*ASSIGNMENT*
Below are some records. Reproduce them exactly from their first line through the line with "phrase -- bare branch", inclusive.

[Dataset entries]
:::::

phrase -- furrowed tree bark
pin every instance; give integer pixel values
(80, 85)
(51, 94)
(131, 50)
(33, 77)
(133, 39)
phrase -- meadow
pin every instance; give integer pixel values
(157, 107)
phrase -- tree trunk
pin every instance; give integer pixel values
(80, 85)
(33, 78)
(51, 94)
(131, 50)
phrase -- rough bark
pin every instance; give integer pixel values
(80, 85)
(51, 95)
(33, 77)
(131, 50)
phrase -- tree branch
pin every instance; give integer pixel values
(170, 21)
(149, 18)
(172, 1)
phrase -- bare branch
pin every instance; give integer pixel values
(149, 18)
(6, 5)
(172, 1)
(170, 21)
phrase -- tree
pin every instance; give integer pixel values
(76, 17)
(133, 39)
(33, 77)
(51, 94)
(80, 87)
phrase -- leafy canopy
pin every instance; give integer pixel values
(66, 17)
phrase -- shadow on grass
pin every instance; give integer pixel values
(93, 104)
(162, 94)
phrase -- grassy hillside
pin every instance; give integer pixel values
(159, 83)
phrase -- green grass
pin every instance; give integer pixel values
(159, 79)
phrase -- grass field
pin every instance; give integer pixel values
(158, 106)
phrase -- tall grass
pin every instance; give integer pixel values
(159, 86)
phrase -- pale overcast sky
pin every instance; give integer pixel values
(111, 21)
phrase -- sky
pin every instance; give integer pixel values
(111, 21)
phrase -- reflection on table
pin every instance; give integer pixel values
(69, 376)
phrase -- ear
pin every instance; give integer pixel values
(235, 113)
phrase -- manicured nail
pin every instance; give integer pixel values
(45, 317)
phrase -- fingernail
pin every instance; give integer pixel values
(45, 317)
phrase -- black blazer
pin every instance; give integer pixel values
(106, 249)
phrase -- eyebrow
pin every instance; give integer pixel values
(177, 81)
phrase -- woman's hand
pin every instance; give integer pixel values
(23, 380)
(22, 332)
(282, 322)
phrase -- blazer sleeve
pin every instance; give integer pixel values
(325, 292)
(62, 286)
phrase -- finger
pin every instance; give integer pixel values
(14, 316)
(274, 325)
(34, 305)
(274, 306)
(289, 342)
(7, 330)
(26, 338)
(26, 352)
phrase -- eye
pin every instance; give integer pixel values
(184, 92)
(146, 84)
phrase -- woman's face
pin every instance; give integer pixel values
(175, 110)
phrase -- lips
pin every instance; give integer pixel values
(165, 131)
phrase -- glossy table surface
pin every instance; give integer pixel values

:::::

*RESPONSE TO THIS EXERCISE*
phrase -- furrowed tree bark
pin every instance; give integer pixel values
(80, 85)
(51, 94)
(131, 50)
(33, 77)
(133, 39)
phrase -- meadow
pin every instance; give integer pixel values
(157, 107)
phrase -- tree trunk
pin every instance; give integer pixel values
(80, 85)
(33, 78)
(51, 94)
(131, 50)
phrase -- rough bark
pin every instance; give integer pixel values
(80, 85)
(51, 95)
(33, 77)
(131, 50)
phrase -- tree branch
pin every instance; give integer pixel values
(170, 21)
(149, 18)
(172, 1)
phrase -- bare branch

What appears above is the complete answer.